◆ **Quoted text**:
#####

Sunday, December 23, 2012

A Line in the Water

Photographer John  Legge posted this image on the Visit Derby
web site in honor of Samuel Plimsoll's life-saving contribution.
Early this morning, I heard a story on the 99% Invisible design program, in which Roman Mars expressed his admiration for the elegant design of the Plimsoll Line. In looking for the program online, I also found a very nice 2008 BBC story about Samuel Plimsoll's political struggle to get a simple line painted on ships.

The simple line is a triumph of design and -- to be honest -- of the triumph of good over evil.

Honored in Bristol England
Photo by Mike Smith
via Roman Mars 
Now taken for granted on ships throughout the world, the 450mm-long line marks the maximum depth to which a ship can be safely loaded. If the line is not visible at or above the water line, the ship is too low in the water and subject to sinking. The lines to the sides of the basic Plimsoll Line indicate adjustments for the density of water by salinity and season.

The Plimsoll story piqued my interest because of my general pursuit of all things nautical these days. It is also relevant to my teaching about environmental and safety regulations, as it is an unusually clear case of greed (and evil) blocking an obvious need for reform.

I am currently reading Philbrick's In the Heart of the Sea, which describes many of the ways in which indifferent ship owners put the lives of their crews in danger. I purchased the book at the Bookworks on Nantucket, where most of the wealth generated by whaling accumulated. As cavalier as ship owners were with the lives of their sailors in 1819, they had become even more likely to take risks by the middle of the century, when insurance made ships worth more at the bottom of the sea.

#####

◆ **Directions**:
**1.** Extract the passage of the Plimsoll Line post between "The Plimsoll story" and "of the sea.", inclusive.
**2.** According to the Plimsoll Line post, what does the line mark on a ship?
**3.** Carry on the Plimsoll Line post from its final sentence.
The records that follow are not required for any of this work.

#####

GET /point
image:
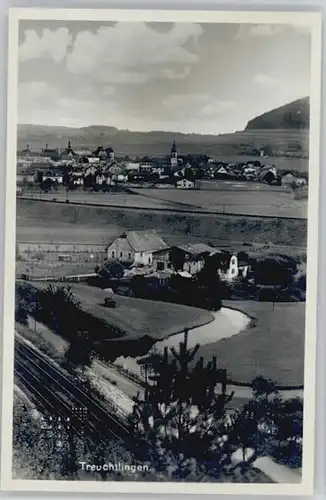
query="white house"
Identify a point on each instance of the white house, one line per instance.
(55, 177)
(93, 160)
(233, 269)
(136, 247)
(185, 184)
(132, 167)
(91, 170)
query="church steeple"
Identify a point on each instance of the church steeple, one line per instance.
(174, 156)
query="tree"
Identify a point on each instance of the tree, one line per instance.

#####

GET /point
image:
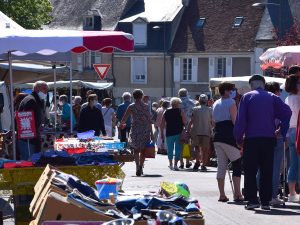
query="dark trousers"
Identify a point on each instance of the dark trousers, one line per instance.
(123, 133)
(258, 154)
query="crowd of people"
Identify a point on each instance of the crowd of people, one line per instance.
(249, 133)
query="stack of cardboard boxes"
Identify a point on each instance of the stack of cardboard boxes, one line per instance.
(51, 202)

#####

◆ **Solved tasks**:
**1.**
The Plimsoll story piqued my interest because of my general pursuit of all things nautical these days. It is also relevant to my teaching about environmental and safety regulations, as it is an unusually clear case of greed (and evil) blocking an obvious need for reform.

I am currently reading Philbrick's In the Heart of the Sea, which describes many of the ways in which indifferent ship owners put the lives of their crews in danger. I purchased the book at the Bookworks on Nantucket, where most of the wealth generated by whaling accumulated. As cavalier as ship owners were with the lives of their sailors in 1819, they had become even more likely to take risks by the middle of the century, when insurance made ships worth more at the bottom of the sea.

**2.** It marks the maximum depth to which a ship can be safely loaded.

**3.**
As a member of parliament, Samuel Plimsoll found this unacceptable. It may be that the insurance companies would have eventually ended the practice of overloading ships (known as "coffins" by wary sailors), but by 1873 they had not acted, so Parliament did. The mandate to include Plimsoll's simple mark was a compromise -- he wanted stricter regulations -- but the intervening years it has saved many thousands of sailors from a watery grave.

Related Non-News
Readers of this post are very unlikely to have heard of the wreck of the Stena Primorsk, an oil tanker that ran aground on the Hudson River on December 20, 2012. The reason the wreck is little-known it is a double-hulled ship. Most tankers have been double-hulled since the 1989 Exxon Valdez wreck (a DUI of catastrophic proportions on the part of Captain Hazelwood). It has been against considerable industry resistance that most countries in the world have pledged to ban single-hull tankers by 2015. Although Exxon does continue to use them, they are now rare because regulators imposed restrictions over industry objections.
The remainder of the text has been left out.